• [Object point labels]:
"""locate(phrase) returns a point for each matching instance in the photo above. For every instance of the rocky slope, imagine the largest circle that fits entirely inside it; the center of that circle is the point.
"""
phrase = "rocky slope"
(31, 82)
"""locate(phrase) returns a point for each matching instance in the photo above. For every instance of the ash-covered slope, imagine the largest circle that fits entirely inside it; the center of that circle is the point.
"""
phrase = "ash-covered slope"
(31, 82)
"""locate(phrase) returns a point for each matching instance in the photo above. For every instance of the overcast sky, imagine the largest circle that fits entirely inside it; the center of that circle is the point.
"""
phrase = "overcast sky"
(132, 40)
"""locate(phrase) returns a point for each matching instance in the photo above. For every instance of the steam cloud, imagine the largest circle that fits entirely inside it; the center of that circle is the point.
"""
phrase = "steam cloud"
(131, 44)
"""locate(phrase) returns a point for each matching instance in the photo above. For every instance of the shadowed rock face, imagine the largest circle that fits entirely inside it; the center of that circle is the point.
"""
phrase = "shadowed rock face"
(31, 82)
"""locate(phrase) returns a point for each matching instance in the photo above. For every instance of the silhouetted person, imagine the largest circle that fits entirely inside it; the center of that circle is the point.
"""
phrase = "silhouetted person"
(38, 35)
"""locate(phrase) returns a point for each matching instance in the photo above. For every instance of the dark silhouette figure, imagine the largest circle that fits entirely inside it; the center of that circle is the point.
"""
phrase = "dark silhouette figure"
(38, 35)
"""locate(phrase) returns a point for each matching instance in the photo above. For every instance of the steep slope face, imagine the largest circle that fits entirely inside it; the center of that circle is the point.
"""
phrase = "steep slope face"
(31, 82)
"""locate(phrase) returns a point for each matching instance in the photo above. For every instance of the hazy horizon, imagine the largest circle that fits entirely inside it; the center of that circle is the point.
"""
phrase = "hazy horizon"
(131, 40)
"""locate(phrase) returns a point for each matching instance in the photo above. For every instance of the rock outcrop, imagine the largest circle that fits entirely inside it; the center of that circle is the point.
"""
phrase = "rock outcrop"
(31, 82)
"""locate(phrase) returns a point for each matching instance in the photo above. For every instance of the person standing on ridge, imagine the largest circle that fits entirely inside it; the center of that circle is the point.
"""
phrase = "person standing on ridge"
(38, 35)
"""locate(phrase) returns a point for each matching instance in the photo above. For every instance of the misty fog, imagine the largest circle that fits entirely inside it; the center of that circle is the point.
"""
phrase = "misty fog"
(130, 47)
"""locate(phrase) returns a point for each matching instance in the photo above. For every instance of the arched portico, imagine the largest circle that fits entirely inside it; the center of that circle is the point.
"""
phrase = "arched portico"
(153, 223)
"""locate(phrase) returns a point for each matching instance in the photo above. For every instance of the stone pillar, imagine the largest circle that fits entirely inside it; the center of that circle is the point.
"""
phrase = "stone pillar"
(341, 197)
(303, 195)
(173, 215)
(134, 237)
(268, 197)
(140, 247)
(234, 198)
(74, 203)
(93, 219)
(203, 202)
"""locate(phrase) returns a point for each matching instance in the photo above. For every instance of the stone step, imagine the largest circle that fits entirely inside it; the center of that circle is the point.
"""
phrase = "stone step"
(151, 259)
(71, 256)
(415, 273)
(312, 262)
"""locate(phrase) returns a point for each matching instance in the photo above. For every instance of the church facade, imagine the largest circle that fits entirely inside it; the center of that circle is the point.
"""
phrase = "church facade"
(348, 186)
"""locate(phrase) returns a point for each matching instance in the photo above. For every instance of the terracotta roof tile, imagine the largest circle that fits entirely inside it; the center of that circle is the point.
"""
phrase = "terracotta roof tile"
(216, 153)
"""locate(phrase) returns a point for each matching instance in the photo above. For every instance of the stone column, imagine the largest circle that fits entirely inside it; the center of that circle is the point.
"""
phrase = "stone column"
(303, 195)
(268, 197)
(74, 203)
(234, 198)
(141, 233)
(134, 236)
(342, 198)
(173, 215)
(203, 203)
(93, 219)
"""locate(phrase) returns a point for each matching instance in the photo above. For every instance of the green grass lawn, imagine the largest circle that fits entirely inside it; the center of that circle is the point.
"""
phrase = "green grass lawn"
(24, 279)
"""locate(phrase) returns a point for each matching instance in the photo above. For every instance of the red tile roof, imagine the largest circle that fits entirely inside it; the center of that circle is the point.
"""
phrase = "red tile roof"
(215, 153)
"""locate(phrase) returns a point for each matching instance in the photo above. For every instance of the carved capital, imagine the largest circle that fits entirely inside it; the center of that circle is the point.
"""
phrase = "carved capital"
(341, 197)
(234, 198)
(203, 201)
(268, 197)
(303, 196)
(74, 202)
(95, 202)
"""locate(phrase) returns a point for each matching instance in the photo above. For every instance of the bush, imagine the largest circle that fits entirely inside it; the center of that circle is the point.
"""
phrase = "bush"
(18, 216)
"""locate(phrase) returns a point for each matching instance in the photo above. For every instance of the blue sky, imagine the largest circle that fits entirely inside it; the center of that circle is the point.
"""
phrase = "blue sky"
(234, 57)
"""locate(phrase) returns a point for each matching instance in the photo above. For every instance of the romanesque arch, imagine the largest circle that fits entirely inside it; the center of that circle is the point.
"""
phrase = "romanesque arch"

• [Instructions for the task]: Extract all of the data above without altering anything.

• [Output for this exercise]:
"""locate(phrase) returns a point for each matching instance in the photo above. For every instance of the rocky slope, imagine the largest circle that fits entirely inside it; the center of that circle is the point.
"""
phrase = "rocky slope"
(31, 82)
"""locate(phrase) returns a point for each matching instance in the photo above. For every instance of the ash-covered slope, imagine the largest circle that fits entirely inside it; the center of that circle is the point.
"""
phrase = "ash-covered slope"
(31, 82)
"""locate(phrase) returns a point for each matching instance in the photo above. For every instance of the overcast sky, imagine the largest circle that fits entirely inside it; the center of that circle is the point.
"""
phrase = "overcast sky"
(132, 40)
"""locate(phrase) returns a point for each matching instance in the photo above. For every instance of the steam cloud, imagine the largest circle that fits entirely inside it; the center of that circle is the point.
"""
phrase = "steam cloud"
(131, 44)
"""locate(phrase) returns a point for each matching instance in the photo above. For every instance of the shadowed rock face, imagine the largest circle that fits entirely inside it; the center of that circle is the point.
"""
phrase = "shadowed rock face"
(31, 82)
"""locate(phrase) returns a point for each matching instance in the photo above. For every instance of the silhouetted person, imagine the largest circle that fits entirely inside it; the center of that circle is the point.
"""
phrase = "silhouetted person"
(38, 35)
"""locate(phrase) returns a point for each matching instance in the photo above. For every instance of the dark silhouette figure, imagine the largest circle that fits entirely inside it; the center of that circle is the point.
"""
phrase = "dark silhouette figure"
(38, 35)
"""locate(phrase) returns a point for each matching instance in the photo above. For every instance of the steep slope face, imagine the largest circle that fits entirely inside it; the center of that circle is the point.
"""
phrase = "steep slope face"
(31, 82)
"""locate(phrase) returns a point for each matching instance in the photo above. For every instance of the hazy horizon, imagine the largest circle that fits entirely inside it; the center of that circle is the point.
"""
phrase = "hazy horizon"
(131, 40)
"""locate(phrase) returns a point for each matching instance in the photo above. For every instance of the rock outcrop, imagine the largest circle that fits entirely inside it; the center of that circle is the point.
"""
phrase = "rock outcrop"
(31, 82)
"""locate(phrase) returns a point for each matching instance in the photo above. For every instance of the person standing on ridge, imagine the largest circle that fits entirely inside it; the center of that circle is the point.
"""
phrase = "person standing on ridge"
(38, 35)
"""locate(phrase) returns a point for each matching instance in the photo above. For every instance of the misty fog, imagine the largest circle that fits entirely inside it; the center of that circle is the point.
"""
phrase = "misty fog"
(130, 47)
"""locate(phrase) returns a point for each matching instance in the photo above. For every instance of the arched portico, imagine the largest circle that fits entirely inside it; the center of that circle is the point.
"""
phrase = "arched portico"
(153, 223)
"""locate(phrase) returns a point for each matching instance in the photo above. For every instance of the stone pillar, imagine the largest circle that fits entirely inside it; the center of that circle is the point.
"""
phrase = "stone pillar"
(341, 197)
(303, 195)
(173, 215)
(134, 237)
(268, 197)
(140, 247)
(234, 198)
(74, 203)
(93, 219)
(203, 202)
"""locate(phrase) returns a point for each matching instance in the photo above. For every instance of the stone step, imagine the largest circle that fits entirely inside it; the center of that circle is the point.
"""
phrase = "stone step"
(151, 259)
(71, 256)
(415, 273)
(312, 262)
"""locate(phrase) returns a point for each matching instance in the photo above. For every instance of the church facade, imagine the largest circle that fits entirely inside it; the center of that circle is the point.
"""
phrase = "church facade"
(348, 186)
"""locate(phrase) returns a point for each matching instance in the photo above. For every instance of the terracotta roof tile, imagine the largest circle that fits entirely inside it; the center of that circle is the point.
"""
phrase = "terracotta roof tile"
(216, 153)
"""locate(phrase) returns a point for each matching instance in the photo above. For every instance of the stone column, imagine the largest circle that fits entirely inside it; the center of that circle is the point.
"""
phrase = "stone column"
(303, 195)
(268, 197)
(74, 203)
(234, 198)
(141, 233)
(134, 236)
(342, 198)
(173, 215)
(203, 203)
(93, 219)
"""locate(phrase) returns a point for each matching instance in the photo above. For every instance of the green grass lawn, imagine the largest circle that fits entirely inside it; the center of that circle is the point.
"""
phrase = "green grass lawn"
(24, 279)
"""locate(phrase) returns a point for each matching instance in the photo above. For every instance of the red tile roof, imagine the largest circle that fits entirely inside it; the center of that circle is the point.
"""
phrase = "red tile roof"
(215, 153)
"""locate(phrase) returns a point for each matching instance in the photo above. For every instance of the carved capital, imagine the largest circle that fits entirely inside it; the center of that circle is the point.
"""
phrase = "carved capital"
(341, 197)
(234, 198)
(203, 201)
(268, 197)
(303, 196)
(74, 202)
(95, 202)
"""locate(phrase) returns a point for each matching instance in the photo above. For every instance of the bush, imagine the largest circle that fits entirely inside it; the center of that circle is the point.
"""
phrase = "bush"
(18, 216)
"""locate(phrase) returns a point for each matching instance in the photo above. For every instance of the blue sky, imagine the largest circle that fits entirely inside it; the center of that circle is the point.
"""
phrase = "blue sky"
(234, 57)
"""locate(phrase) returns a point for each matching instance in the photo above. For every instance of the romanesque arch, imagine the largest circle that fits entirely inside it; the center of that circle is the point.
"""
phrase = "romanesque arch"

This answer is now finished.